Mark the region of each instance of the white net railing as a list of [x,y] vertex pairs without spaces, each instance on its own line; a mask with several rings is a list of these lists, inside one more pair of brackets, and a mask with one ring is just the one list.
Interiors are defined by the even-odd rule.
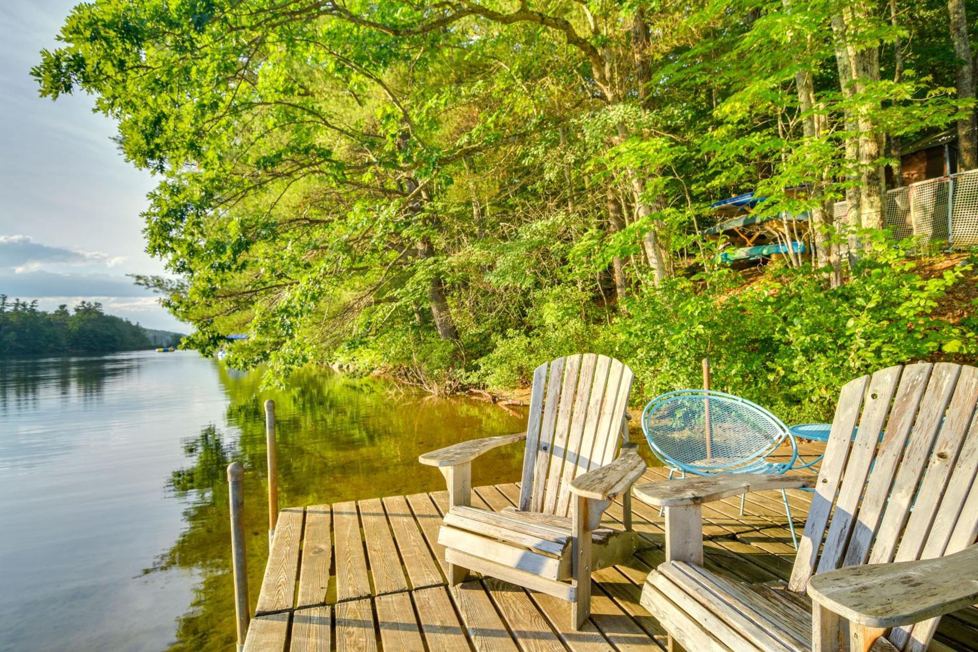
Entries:
[[[836,202],[835,223],[848,223],[848,206]],[[887,191],[883,222],[899,239],[949,249],[978,246],[978,169],[927,179]]]

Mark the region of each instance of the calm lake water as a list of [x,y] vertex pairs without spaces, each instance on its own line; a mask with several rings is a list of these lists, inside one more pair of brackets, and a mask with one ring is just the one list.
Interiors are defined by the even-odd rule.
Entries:
[[[253,606],[266,398],[282,506],[444,489],[420,453],[524,425],[328,369],[262,392],[195,352],[0,361],[0,650],[233,649],[225,468],[245,468]],[[520,460],[493,451],[473,480],[516,480]]]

» **Short exercise**
Show every line of the rows above that contains the word "these".

» **Problem solution**
Mark the region of each instance of the white net railing as a list of [x,y] vertex pairs without spaces, each instance on its own line; a mask with several rings is a list of these lists, inside one more pair of brackets, and a mask with one ring is just the one list.
Mark the region of each instance of the calm lake water as a list of [x,y] vertex pairs without spaces, each instance on its own line; a mask with several rings is a list of these lists, inside one more pair of brackets, and a mask with one ring is just the one list.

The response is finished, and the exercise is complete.